_________________________
"I am standing here in the middle of this field,
and all I see is this grass, and this sky, and it is effortless to breathe."
_________________________
A couple moments from this summer:
i. We were driving down the road and you gave me a smile as you turned up the music and started singing along; you so rarely sing that I listened closely to your voice before joining in. We gazed in wonder at the sky that seemed to be burning in synch with our hearts and soaked in the bewildering and overwhelming realization that we are young and we can do so much. We rolled down the windows and I cut shapes in the wind as it reached in to kiss my face; while you held the steering wheel with a haphazard, relaxed grip that didn't make me nervous that night.
ii. I watched the ground slowly sink further and further away as the roller coaster pulled us up into the sky and I felt my heart pounding in my chest. I moved my legs as if I was running and wondered again what on earth had made me get on this thing. As it pulled us to the top and suddenly released us, I gripped the bars so tightly I'm sure my knuckles were white. Closing my eyes I still felt every single drop and twist but at least that way I wouldn't see the place where I was going to die, but I didn't die; not that time or any of the six times I went after that. And on the last ride I kept my eyes open and watched the world spin around me and actually felt my heart beat from excitement and not fear. And I still think those two guys in front of us screamed the loudest but I can't tell because maybe the people behind us thought the same thing about you + me.
iii. one-two-three... I watched my feet and then glanced at you just to make sure I was still on the right beat. You smiled and nodded and we began singing along to the song as we danced. Okay, ready? I nodded and held my hand behind my back as you grabbed it and I spun you into a circle. We came out of the spin and came back perfectly on beat, we both smiled.
iv. No, you know this note... trust yourself. I keep telling him as we go through the flash cards, but one day I started his lesson I realized that my students have grown so much and that she hardly trips over her notes any more. He is more comfortable with counting and has moved on to songs that I used to play when I was his age, and the small victories like a correctly counted song or perfect hand position are what make my job so special... and the smiles on their faces. I am so proud of them.

» Short exercise 1
In the text about moments from this summer, how many more times did the writer ride the roller coaster after the first ride?
» Short exercise 2
Write out the part of the summer moments text from "iii. one-two-three... I" to "we both smiled.".

» Stored records
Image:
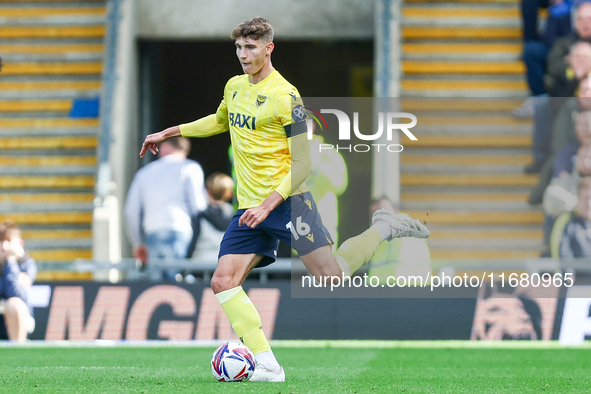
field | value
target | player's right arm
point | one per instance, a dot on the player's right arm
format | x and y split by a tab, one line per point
209	125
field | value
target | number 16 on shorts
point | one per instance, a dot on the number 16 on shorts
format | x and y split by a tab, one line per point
301	228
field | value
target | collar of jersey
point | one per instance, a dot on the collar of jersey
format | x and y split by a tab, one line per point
267	78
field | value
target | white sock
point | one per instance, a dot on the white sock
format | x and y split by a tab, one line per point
267	359
383	228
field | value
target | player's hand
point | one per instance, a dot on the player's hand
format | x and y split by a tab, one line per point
151	142
253	216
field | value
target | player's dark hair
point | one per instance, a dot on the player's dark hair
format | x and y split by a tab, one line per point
256	28
180	143
9	229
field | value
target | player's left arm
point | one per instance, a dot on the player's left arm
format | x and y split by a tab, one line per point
301	167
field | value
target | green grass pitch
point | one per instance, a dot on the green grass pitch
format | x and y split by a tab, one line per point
311	367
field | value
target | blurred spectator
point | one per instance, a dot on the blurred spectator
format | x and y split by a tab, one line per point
571	235
561	194
210	225
507	317
17	273
563	134
564	71
163	198
536	46
401	256
545	108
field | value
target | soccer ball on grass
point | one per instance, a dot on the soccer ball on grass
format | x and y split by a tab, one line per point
232	362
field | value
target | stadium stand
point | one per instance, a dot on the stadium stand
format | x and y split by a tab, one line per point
466	169
53	56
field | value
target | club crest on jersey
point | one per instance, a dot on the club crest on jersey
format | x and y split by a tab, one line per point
243	121
261	100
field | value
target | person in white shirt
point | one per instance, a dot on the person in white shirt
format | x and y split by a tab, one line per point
163	198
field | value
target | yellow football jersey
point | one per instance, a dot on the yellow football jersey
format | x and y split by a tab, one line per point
259	117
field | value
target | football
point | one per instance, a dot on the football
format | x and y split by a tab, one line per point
232	362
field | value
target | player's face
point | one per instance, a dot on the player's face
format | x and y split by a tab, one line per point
252	54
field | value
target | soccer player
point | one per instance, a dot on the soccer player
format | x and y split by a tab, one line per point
272	159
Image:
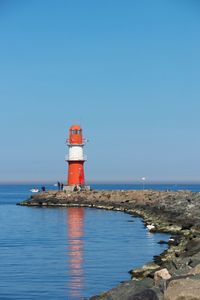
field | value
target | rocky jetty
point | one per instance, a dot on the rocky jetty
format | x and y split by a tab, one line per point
175	274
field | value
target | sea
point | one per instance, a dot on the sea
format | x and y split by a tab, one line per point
70	253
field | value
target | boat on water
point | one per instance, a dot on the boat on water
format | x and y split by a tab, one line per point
35	190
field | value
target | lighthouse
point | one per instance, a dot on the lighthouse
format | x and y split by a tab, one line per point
75	159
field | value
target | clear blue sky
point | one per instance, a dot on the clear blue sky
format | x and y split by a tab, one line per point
128	71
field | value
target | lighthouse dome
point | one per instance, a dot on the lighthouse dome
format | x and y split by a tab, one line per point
75	134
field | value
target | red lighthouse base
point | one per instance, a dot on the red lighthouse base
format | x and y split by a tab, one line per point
76	173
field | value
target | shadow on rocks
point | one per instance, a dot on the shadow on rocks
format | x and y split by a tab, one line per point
147	294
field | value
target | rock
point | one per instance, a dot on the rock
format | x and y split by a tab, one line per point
147	294
126	290
144	271
161	274
183	289
195	270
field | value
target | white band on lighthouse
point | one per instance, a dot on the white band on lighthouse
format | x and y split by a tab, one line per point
76	153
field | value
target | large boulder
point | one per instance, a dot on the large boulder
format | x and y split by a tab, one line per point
183	289
147	294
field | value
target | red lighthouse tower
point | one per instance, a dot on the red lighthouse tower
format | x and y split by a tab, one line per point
76	157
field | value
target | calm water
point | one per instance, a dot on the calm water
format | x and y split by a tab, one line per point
59	253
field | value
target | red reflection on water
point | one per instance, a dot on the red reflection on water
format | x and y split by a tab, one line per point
75	219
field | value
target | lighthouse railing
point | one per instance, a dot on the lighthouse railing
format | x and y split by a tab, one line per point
75	158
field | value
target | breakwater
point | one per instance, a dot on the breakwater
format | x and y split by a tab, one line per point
174	273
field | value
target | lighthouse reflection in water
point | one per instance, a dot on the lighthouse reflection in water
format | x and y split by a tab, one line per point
75	222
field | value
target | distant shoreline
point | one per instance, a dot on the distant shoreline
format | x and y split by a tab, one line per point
175	212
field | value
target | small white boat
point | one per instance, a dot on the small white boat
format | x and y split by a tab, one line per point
151	227
34	190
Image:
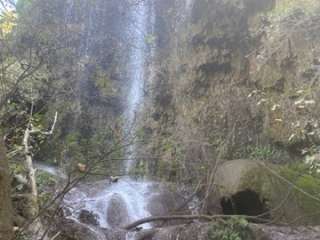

» Output 1
Six more times.

» Output 2
iii. one-two-three... I watched my feet and then glanced at you just to make sure I was still on the right beat. You smiled and nodded and we began singing along to the song as we danced. Okay, ready? I nodded and held my hand behind my back as you grabbed it and I spun you into a circle. We came out of the spin and came back perfectly on beat, we both smiled.